**WORK TO COMPLETE**
**a)** In the passage on updating the coordination factor, what do Equations (23) and (25) indicate?
**b)** Summarize the passage on updating the coordination factor in two sentences.
**c)** Proceed with the passage on updating the coordination factor from the point where it stops.

**READING PASSAGE**
-*-

In the second stage, updating the coordination factor is the same as the original method based on calculated ${\tilde{\mathit{y}}}_{i,PM}^{*}(k)$ and $\Delta {\mathit{u}}_{i,M}^{*}(k)$, as shown in Equations (15)–(17). Equations (23) and (25) indicate that the manipulated variables must exist within the constraints. Whether Equation (25) can make controlled variables exist within the constraints needs further analysis.

Suppose $\beta >{\overline{\mathbf{Y}}}_{i,PM}$ exists when ${\tilde{\mathit{y}}}_{i,PM}^{*}(k)$ is calculated iteratively in $l$ times, then ${\tilde{\mathit{y}}}_{i,PM}^{*}(k)={\overline{\mathbf{Y}}}_{i,PM}$ exists. According to Equation (17), when the iteration stop condition is satisfied, it approximately means $\nabla \gamma ({\widehat{\mathsf{\lambda }}}_i^l)=0,i=1,\dots ,m$, as shown in Equation (26).

$${\tilde{\mathit{y}}}_{i,PM}^{*}(k)-{\tilde{\mathit{y}}}_{i,P0}(k)-{\displaystyle \sum _{j=1}^m{\mathbf{A}}_{ij}}\Delta {\mathit{u}}_{j,M}^{*}(k)=0,i=1,\dots ,m$$

(26)

When ${\tilde{\mathit{y}}}_{i,PM}^{*}(k)$ surpasses the upper limit of the constraint, then ${\tilde{\mathit{y}}}_{i,PM}^{*}(k)={\overline{\mathbf{Y}}}_{i,PM}$ holds through the constraint zone, and Equation (26) is rewritten as Equation (27).

-*-

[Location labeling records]

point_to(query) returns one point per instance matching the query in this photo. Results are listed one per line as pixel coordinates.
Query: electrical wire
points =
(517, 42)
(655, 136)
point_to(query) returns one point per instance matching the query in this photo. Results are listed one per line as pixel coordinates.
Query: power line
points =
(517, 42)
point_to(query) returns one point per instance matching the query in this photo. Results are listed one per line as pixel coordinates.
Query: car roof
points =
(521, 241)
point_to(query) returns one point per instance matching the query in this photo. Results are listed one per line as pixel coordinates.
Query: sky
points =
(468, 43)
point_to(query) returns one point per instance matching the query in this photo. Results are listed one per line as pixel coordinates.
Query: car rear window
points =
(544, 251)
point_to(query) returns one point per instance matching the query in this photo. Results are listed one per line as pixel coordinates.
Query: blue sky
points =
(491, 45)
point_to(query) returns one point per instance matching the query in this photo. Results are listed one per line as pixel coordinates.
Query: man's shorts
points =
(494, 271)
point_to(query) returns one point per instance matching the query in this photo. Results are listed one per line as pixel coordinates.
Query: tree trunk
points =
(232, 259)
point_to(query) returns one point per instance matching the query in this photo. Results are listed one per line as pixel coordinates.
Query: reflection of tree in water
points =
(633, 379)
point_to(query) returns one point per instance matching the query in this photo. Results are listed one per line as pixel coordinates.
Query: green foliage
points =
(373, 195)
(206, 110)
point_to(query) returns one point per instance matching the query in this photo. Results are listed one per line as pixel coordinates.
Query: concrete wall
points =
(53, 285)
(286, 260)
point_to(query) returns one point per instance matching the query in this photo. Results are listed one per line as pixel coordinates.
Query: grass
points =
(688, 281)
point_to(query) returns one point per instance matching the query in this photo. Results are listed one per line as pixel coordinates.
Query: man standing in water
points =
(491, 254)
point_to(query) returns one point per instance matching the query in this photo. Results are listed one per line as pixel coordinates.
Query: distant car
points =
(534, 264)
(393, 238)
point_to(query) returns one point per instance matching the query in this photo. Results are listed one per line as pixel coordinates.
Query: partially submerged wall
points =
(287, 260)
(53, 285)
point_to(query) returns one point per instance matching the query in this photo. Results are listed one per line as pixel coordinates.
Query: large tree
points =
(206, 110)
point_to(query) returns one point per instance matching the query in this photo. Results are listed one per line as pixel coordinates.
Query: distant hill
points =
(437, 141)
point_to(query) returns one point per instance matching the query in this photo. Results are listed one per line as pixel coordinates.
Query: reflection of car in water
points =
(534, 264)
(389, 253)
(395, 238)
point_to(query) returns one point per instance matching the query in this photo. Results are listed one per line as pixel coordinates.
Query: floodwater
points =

-*-

**ANSWERS TO THE PROBLEMS**
**a)** They indicate that the manipulated variables must exist within the constraints.

**b)** In the second stage, the coordination factor is updated as in the original method, and Equations (23) and (25) indicate that the manipulated variables must exist within the constraints. Whether Equation (25) also keeps the controlled variables within the constraints needs further analysis, which looks at the case where the calculated value surpasses the upper limit of the constraint and Equation (26) is rewritten as Equation (27).

**c)**
$${\overline{\mathbf{Y}}}_{i,PM}-{\tilde{\mathit{y}}}_{i,P0}(k)-{\displaystyle \sum _{j=1}^m{\mathbf{A}}_{ij}}\Delta {\mathit{u}}_{j,M}^{*}(k)=0,i=1,\dots ,m$$

(27)

When we substitute the equality constraints of Equations (9) and (14) into Equation (27), we obtain that seen in Equation (28).

$${\overline{\mathbf{Y}}}_{i,PM}-\underset{{\tilde{\mathit{y}}}_{i,PM}(k)}{\underbrace{\left({\tilde{\mathit{y}}}_{i,P0}(k)+{\displaystyle \sum _{j=1}^m{\mathbf{A}}_{ij}}0.5R_i^{-1}{\displaystyle \sum _{j=1}^m\left({\mathbf{A}}_{ji}^{\mathrm{T}}{\widehat{\mathsf{\lambda }}}_j(k)\right)}\right)}}=0,i=1,\dots ,m$$

(28)

We can notice that the sum in parentheses in Equation (28) is the predicted value of the controlled variable in the future $P$ time horizon generated by the control law $\Delta {\mathit{u}}_M(k)$. As long as the predetermined $\epsilon$ is a small-enough positive number, and the coordination factor is continuously updated to the iteration stop condition, it can be understood from Equation (17) that ${\overline{\mathbf{Y}}}_{i,PM}$ and $\Delta {\mathit{u}}_M(k)$ can reach an associated equilibrium state. In the continuous iterative process, the result ${\tilde{\mathit{y}}}_{i,PM}(k)$ generated by the control law $\Delta {\mathit{u}}_M(k)$ will eventually converge to ${\overline{\mathbf{Y}}}_{i,PM}$. Similarly, $\beta <{\underset{\_}{\mathbf{Y}}}_{i,PM}$ converges to ${\underset{\_}{\mathbf{Y}}}_{i,PM}$ when $\beta <{\underset{\_}{\mathbf{Y}}}_{i,PM}$. It is proved that the added inequality constraint strategy is also effective for the controlled variables.

3.4. Performance Comparison of the Proposed Algorithms

This paper proposes two improved methods based on the decomposition–coordination method for constrained distributed MPC systems. As demonstrated by the simulations in Section 5.1, both methods can satisfy the demand for constraints. However, the first method has greater computational effort than the second.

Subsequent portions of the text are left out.